#### WHAT IS EXPECTED:
Can you rewrite every line of the material below, starting at its first line and ending at the line that contains "x=567 y=192"? Shift each coordinate in the answers by -22.

[Saved data entries]

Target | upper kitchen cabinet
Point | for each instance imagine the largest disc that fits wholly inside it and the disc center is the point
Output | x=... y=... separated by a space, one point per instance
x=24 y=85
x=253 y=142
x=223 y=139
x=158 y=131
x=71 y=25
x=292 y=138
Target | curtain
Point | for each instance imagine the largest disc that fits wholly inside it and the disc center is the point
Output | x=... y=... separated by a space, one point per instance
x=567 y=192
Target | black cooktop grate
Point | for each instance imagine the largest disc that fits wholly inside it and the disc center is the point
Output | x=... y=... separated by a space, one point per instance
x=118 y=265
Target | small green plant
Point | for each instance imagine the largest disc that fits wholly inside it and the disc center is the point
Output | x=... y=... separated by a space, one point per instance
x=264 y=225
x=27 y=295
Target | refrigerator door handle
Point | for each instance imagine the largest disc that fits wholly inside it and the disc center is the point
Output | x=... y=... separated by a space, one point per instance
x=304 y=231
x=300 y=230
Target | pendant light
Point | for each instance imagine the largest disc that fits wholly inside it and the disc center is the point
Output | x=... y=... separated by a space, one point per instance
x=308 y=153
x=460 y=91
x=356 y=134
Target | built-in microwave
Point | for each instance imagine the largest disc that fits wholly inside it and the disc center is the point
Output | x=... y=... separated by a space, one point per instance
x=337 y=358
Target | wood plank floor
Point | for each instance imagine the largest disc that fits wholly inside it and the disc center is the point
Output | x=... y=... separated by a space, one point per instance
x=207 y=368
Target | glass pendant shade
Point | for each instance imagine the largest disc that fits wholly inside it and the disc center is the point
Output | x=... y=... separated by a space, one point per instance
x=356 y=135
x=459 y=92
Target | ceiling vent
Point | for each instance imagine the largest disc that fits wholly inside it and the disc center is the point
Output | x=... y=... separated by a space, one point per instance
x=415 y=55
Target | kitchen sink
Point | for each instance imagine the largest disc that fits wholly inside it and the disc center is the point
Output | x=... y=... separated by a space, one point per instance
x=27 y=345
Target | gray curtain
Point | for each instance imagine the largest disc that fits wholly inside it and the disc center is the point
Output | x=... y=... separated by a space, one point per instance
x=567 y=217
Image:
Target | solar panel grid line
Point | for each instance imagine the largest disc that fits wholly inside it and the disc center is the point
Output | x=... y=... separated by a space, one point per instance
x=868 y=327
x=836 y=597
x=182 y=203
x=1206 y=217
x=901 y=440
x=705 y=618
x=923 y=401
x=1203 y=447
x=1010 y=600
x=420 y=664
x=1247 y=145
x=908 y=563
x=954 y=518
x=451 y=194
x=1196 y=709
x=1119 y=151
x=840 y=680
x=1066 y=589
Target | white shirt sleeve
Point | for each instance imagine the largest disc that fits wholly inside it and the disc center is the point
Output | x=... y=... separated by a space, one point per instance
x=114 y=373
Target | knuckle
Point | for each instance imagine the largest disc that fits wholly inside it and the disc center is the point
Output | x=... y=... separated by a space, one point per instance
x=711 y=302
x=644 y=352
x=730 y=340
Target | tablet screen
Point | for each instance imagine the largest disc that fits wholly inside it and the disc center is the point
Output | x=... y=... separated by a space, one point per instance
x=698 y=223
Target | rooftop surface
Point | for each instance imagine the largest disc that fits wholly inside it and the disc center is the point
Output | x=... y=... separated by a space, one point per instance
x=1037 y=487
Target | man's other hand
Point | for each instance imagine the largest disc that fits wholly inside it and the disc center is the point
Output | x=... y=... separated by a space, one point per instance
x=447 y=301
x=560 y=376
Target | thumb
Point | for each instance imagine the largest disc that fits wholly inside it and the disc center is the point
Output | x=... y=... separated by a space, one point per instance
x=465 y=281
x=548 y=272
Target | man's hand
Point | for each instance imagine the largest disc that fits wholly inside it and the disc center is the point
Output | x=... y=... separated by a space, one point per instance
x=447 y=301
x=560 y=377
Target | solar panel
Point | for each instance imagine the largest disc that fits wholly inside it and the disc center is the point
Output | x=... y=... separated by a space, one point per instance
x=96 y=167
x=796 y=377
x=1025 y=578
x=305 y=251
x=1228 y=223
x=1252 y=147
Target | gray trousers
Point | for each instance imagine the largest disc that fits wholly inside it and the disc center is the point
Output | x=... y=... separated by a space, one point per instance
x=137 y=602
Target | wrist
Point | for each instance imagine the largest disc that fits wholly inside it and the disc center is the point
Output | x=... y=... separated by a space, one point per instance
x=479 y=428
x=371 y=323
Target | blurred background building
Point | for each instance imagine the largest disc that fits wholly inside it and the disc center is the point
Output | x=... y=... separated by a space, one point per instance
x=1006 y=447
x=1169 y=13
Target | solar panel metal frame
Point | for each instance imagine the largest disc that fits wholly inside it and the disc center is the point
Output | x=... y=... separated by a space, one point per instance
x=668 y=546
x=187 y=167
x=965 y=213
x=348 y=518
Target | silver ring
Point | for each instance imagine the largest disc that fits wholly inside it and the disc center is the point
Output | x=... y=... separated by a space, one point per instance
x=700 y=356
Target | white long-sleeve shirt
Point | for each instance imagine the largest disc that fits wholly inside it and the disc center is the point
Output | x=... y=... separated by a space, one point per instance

#### RESPONSE TO THE TASK:
Target | upper kitchen cabinet
Point | for each instance imagine the largest disc that fits wholly inside it and the disc center is the point
Output | x=... y=... separated by a space, one point per instance
x=2 y=63
x=231 y=120
x=201 y=117
x=136 y=109
x=49 y=3
x=270 y=116
Target | curtain
Point | for each instance imagine the largest disc that fits wholly inside it and the disc center is the point
Output | x=... y=... separated by a space, one point per instance
x=545 y=170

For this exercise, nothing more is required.